AUFGABE 1: Prüfen Sie, ob die Aussagen (a), (b) und (c) mit dem Auszug zur künftigen Konzernstruktur übereinstimmen. (a) Der Autobauer gab Anfang Februar bekannt, Daimler Trucks getrennt an die Börse bringen zu wollen. (b) Der formelle Beschluss soll auf der jetzigen ordentlichen Hauptversammlung fallen. (c) Künftig sollen drei unabhängige Unternehmen entstehen. Antworten Sie jeweils mit Ja oder Nein und zitieren Sie die entscheidenden Worte des Auszugs wörtlich.
━━━━━━━━━━━━━━━━━━━━
Und auch in punkto künftiger Konzernstruktur ist noch einiges unklar. Ende 2019 hatte sich der Konzern in drei eigenständige Tochter-Aktiengesellschaften für Pkws und Vans, Lkws und Busse sowie eine Tochter für Finanz- und Mobilitätsdienstleistungen aufgespalten. Nun sollen doch nur zwei unabhängige Unternehmen daraus werden: Anfang Februar gab der Autobauer bekannt, einen Spin-Off des Truck & Bus-Geschäfts zu planen und Daimler Trucks getrennt an die Börse bringen zu wollen.
Aktionärs-Kritik an "Altherren-Gremium" im Aufsichtrat
Ein formeller Beschluss darüber soll auf einer außerordentlichen Hauptversammlung im dritten Quartal 2021 fallen. Auf der jetzigen ordentlichen Hauptversammlung dürfte es von Seiten der Aktionäre aber wohl einige Fragen dazu geben, was das Umdenken herbeigeführt hat und wie die Zusammenarbeit zwischen beiden Einheiten künftig aussehen wird.
━━━━━━━━━━━━━━━━━━━━
AUFGABE 2: Schreiben Sie jede Zeile der Datensätze heraus, in der die Zeichenfolge „fireplace“ vorkommt. Groß- und Kleinschreibung ist zu beachten.

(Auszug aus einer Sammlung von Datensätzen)
━━━━━━━━━━━━━━━━━━━━
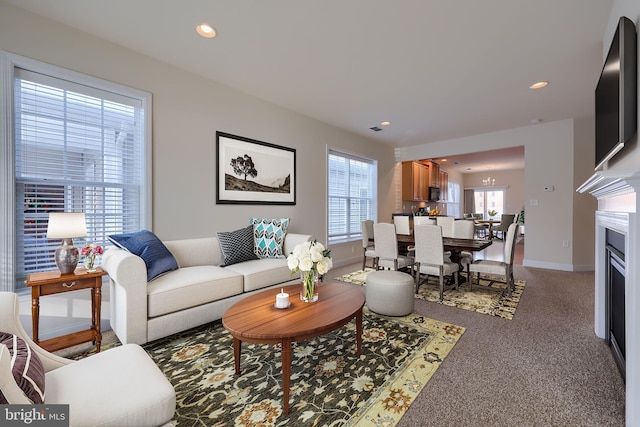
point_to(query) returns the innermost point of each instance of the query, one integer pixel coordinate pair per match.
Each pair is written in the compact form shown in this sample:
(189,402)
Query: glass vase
(309,291)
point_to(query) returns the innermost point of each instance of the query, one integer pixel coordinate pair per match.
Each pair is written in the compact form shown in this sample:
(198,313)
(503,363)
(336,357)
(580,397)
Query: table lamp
(66,226)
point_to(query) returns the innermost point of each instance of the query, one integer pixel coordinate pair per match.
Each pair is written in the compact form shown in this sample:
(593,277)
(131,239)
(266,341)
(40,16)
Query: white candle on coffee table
(282,299)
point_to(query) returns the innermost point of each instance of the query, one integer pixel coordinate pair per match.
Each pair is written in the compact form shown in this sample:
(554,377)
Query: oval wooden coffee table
(256,320)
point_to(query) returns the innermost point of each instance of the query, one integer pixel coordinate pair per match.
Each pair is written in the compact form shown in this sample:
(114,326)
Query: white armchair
(117,387)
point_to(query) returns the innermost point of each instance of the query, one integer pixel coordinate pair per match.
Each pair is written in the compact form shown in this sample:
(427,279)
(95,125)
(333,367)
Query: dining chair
(464,229)
(502,268)
(386,242)
(402,224)
(480,229)
(423,220)
(368,246)
(505,221)
(446,222)
(429,257)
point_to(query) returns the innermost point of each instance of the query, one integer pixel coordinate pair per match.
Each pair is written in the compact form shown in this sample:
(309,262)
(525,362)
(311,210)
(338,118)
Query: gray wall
(550,159)
(187,112)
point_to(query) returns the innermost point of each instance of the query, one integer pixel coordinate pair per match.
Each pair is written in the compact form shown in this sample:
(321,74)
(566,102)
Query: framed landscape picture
(254,172)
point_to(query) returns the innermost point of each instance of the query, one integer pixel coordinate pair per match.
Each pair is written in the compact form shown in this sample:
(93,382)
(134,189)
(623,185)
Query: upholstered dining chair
(423,220)
(446,222)
(501,268)
(464,229)
(505,221)
(402,224)
(386,242)
(117,387)
(429,257)
(368,246)
(480,229)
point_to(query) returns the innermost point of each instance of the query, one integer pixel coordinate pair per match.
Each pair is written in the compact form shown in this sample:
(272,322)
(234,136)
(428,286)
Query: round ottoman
(390,293)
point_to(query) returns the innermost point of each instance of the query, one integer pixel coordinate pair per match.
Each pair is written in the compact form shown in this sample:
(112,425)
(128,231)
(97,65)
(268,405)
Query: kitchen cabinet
(415,181)
(434,174)
(444,185)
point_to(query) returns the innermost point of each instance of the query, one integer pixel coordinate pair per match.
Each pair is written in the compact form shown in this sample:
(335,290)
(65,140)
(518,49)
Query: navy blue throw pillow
(147,246)
(237,246)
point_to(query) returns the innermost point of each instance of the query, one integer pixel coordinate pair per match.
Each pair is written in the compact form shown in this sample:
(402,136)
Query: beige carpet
(490,299)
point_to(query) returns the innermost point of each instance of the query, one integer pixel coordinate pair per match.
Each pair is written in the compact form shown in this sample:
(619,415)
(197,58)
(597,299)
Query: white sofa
(198,292)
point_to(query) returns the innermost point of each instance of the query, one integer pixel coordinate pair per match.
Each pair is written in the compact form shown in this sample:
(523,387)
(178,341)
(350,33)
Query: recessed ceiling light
(206,30)
(538,85)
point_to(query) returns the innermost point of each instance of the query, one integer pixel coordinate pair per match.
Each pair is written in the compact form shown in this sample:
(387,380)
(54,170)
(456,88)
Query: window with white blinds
(77,148)
(352,190)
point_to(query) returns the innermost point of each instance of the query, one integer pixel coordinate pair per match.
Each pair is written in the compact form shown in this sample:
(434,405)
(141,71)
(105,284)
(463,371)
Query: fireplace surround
(618,211)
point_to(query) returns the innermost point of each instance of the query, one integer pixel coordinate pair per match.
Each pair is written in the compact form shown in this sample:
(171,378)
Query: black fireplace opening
(616,296)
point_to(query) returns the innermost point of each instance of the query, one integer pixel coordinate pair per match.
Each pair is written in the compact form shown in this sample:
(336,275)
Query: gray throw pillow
(237,246)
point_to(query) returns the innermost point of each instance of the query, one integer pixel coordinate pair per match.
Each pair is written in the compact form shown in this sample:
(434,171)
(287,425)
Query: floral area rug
(330,386)
(492,301)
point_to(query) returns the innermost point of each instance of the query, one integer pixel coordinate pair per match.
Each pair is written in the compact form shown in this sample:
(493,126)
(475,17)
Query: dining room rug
(329,384)
(492,299)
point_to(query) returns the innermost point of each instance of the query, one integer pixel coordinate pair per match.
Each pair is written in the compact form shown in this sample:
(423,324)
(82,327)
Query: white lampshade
(66,225)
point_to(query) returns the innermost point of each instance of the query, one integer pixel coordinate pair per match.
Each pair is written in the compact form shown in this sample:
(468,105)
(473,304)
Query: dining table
(452,244)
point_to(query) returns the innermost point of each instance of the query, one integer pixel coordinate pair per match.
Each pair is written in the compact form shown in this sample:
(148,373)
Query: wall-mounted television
(617,94)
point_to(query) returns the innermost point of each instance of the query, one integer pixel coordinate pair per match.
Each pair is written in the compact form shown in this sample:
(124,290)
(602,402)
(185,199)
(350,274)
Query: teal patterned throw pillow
(268,235)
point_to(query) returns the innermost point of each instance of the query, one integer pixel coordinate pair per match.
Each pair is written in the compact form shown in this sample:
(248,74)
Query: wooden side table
(53,282)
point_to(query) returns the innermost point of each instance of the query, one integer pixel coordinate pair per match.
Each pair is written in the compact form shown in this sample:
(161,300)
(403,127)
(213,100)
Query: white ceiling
(436,69)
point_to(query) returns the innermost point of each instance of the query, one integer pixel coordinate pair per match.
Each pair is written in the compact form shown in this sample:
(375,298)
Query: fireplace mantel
(618,209)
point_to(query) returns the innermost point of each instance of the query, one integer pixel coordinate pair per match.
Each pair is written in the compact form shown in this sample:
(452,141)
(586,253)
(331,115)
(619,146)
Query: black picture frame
(253,172)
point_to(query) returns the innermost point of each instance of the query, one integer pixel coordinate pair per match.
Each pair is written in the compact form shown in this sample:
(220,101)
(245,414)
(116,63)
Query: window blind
(352,190)
(77,149)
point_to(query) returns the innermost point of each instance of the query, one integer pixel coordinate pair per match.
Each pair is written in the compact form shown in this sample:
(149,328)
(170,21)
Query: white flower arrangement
(310,256)
(311,259)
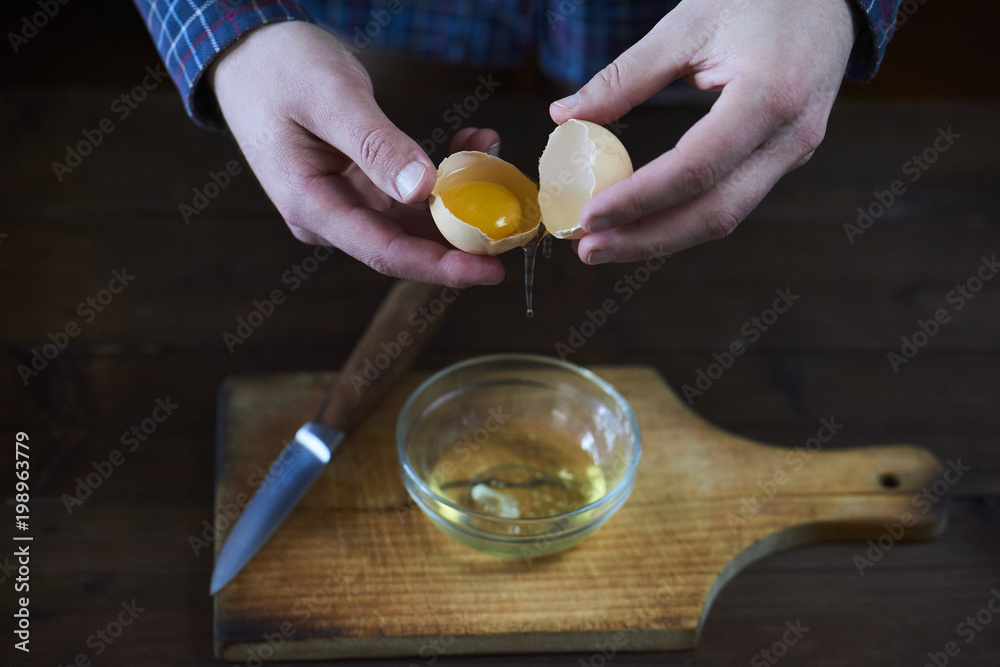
━━━━━━━━━━━━━━━━━━━━
RICHTIGE ANTWORT 1:
(a) Ja: „Anfang Februar gab der Autobauer bekannt, einen Spin-Off des Truck & Bus-Geschäfts zu planen und Daimler Trucks getrennt an die Börse bringen zu wollen.“
(b) Nein: „Ein formeller Beschluss darüber soll auf einer außerordentlichen Hauptversammlung im dritten Quartal 2021 fallen.“
(c) Nein: „Nun sollen doch nur zwei unabhängige Unternehmen daraus werden“

RICHTIGE ANTWORT 2:
Query: fireplace surround
Query: black fireplace opening
Query: fireplace mantel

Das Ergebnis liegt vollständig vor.